* What is being asked: Return, word for word, the lines of the records below from the line containing "Reviewer note: confirm that each instance of the gray" through the last line of the records, including both.

* Data listing:
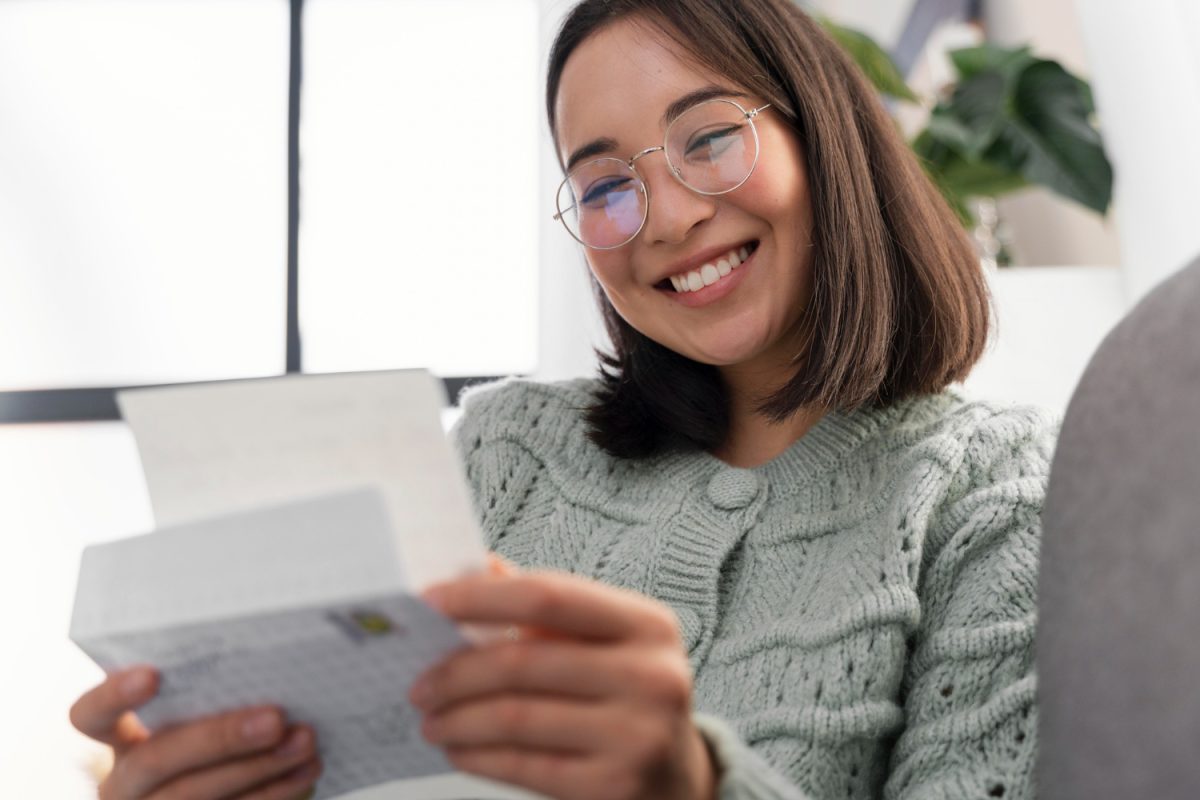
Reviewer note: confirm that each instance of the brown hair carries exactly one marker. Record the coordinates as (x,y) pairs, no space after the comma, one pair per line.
(899,305)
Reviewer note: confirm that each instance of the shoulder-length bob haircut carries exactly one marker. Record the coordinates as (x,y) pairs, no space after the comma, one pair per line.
(899,305)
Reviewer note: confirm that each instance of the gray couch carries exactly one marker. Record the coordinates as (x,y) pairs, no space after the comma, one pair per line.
(1119,635)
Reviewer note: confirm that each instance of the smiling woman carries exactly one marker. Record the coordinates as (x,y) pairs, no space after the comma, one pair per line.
(768,552)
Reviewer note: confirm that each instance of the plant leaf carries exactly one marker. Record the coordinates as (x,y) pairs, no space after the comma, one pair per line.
(1051,134)
(871,59)
(978,103)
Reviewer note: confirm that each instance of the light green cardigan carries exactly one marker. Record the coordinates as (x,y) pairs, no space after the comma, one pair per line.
(858,613)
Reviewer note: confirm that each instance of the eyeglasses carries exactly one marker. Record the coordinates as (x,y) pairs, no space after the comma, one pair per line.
(712,149)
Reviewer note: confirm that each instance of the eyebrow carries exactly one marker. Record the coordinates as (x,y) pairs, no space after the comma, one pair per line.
(607,144)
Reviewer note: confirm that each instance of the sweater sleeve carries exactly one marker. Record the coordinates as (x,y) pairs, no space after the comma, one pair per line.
(742,773)
(969,689)
(969,686)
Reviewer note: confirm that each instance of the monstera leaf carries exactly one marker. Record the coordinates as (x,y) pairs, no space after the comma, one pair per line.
(1015,120)
(1012,120)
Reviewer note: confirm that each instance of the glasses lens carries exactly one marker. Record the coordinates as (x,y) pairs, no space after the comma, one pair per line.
(603,203)
(713,146)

* Written response:
Reviewer note: confirm that each instance of the gray couch carries exactly one marker. Record the coordinates as (x,y) pairs, no space after the comma, one pair per line.
(1119,635)
Reviewer note: confirm that each instance of the smiling woman carries exactly one marker. Record the coordinates as (x,y) pairs, no space after the comma, one pair per line.
(768,552)
Reviewer note: confirm that each instance of the plant leaf carries exactly one marker. Record the coordinates as (x,y) pairs, no space after the comma, one pair per line.
(1051,134)
(871,59)
(978,103)
Reviewer note: confirm that each instance of the light green cardigan carries exactly one marker. Record the coordinates as (x,y) pairs, no space after the comma, one pair per line.
(858,613)
Reviewer note: confirm that each instance of the eyeglasses carries exactly one marker. Record the coordinates as (x,y) pairs, no space after the comma, one pair per line.
(712,149)
Reviewer note: confirm that each instance of the eyebrow carries exactly one marker. Record the coordinates as (x,y) pairs, no space after the comma, one pair per line.
(607,144)
Reviewer note: confirm that each instance of the sweater sleeve carries exactly one marker. Record the coordinates as (x,y) pairs, no space after the comma, one pair per line.
(742,773)
(969,689)
(969,686)
Reviewer note: confirm that each instance of the monstera leaf carries exactly one marker. Record the coordinates as (x,y) pairs, no space after the comma, one pair per line.
(1015,120)
(1012,120)
Reviewer note: confirm that each instance of the glasses lens carries exactly one marker. Record the coordinates as (x,y) pairs, no space after the comma, one pair per line.
(603,203)
(713,146)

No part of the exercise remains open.